:: TEXT SHOWN

This repository is created for a "Data Science with KNIME" course.
Participatns should fork this repository and upload reqired assignment files after each session.
The Final Score for each assignment is calculated as described here: You have 100 points at first. For missing each task's main activity you lose 10 points and having minor mistakes reduces 5 points of your starting points.This will be your score as "Completeness" of assignment. After calculating the completeness of assignment, you lose 2.5% of your score for each extra commit you had (each time you amend your assignment after getting instructor's feedback so the instrucor checks your assignment again = 1 extra commit) and 0.5% for each hour you delayed doing the assignment. A "Bonus Score" will be added to your assignment score if there is something creative or interesting in your assignment (The assignment score may not exceed 100).
The Final Score will be the average of all the assignment scores.
Good luck.
Session 1 Assignment: Complete tasks below.
Task 1: Create an account in GitHub and fork this repository.
Task 2: Create an account in KNIME Forum and get "First Like" & "Autobiographer" badges.

::::

WORK INSTRUCTIONS:
Repeat the course description word for word, from "The Final Score for" up to and including "Complete tasks below.". The material after this point doesn't matter here.

:: INFORMATION SHOWN

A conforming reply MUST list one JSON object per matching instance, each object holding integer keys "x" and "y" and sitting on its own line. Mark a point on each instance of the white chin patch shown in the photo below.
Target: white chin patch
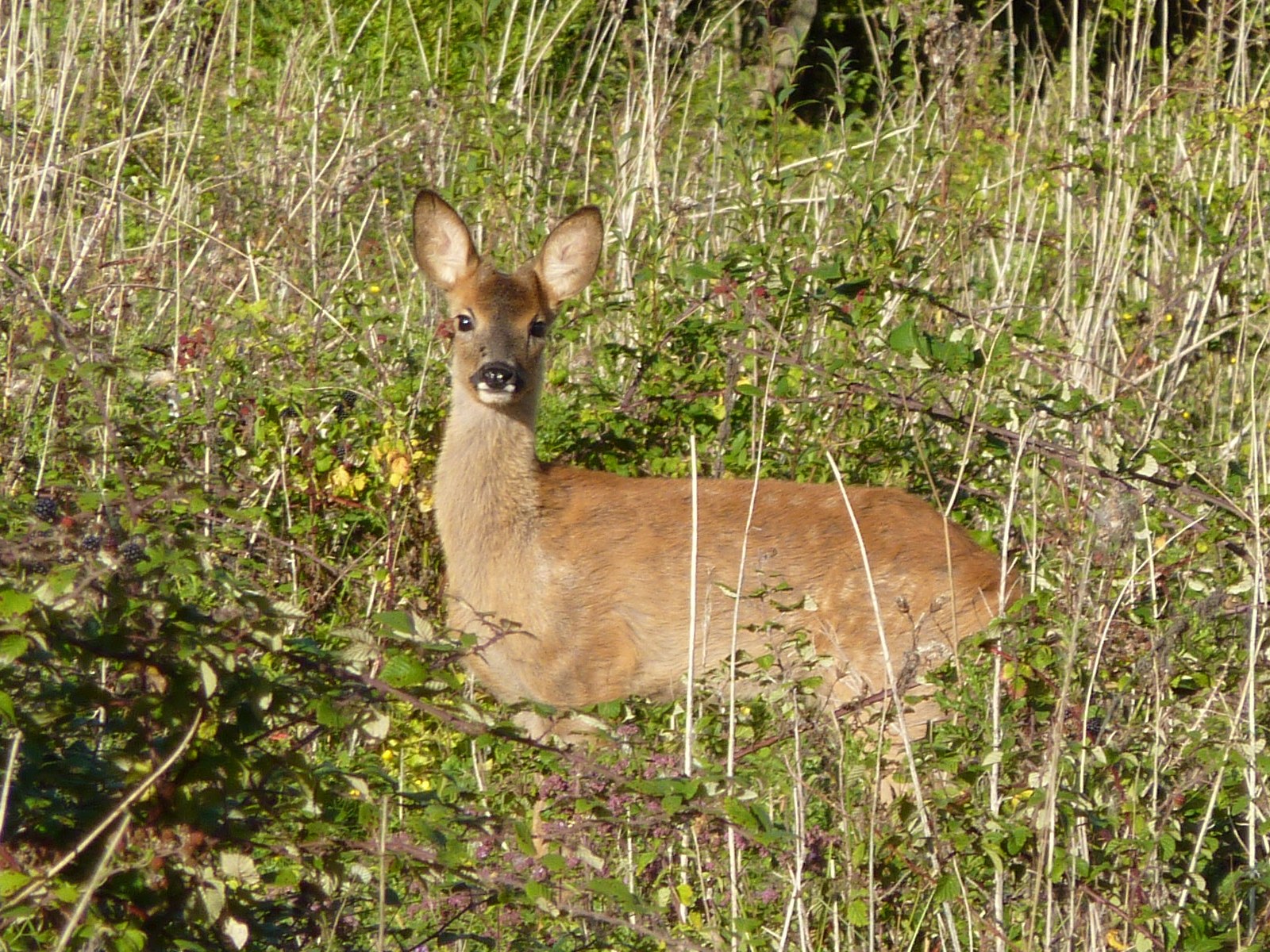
{"x": 495, "y": 397}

::::

EXERCISE RESPONSE:
The Final Score for each assignment is calculated as described here: You have 100 points at first. For missing each task's main activity you lose 10 points and having minor mistakes reduces 5 points of your starting points.This will be your score as "Completeness" of assignment. After calculating the completeness of assignment, you lose 2.5% of your score for each extra commit you had (each time you amend your assignment after getting instructor's feedback so the instrucor checks your assignment again = 1 extra commit) and 0.5% for each hour you delayed doing the assignment. A "Bonus Score" will be added to your assignment score if there is something creative or interesting in your assignment (The assignment score may not exceed 100).
The Final Score will be the average of all the assignment scores.
Good luck.
Session 1 Assignment: Complete tasks below.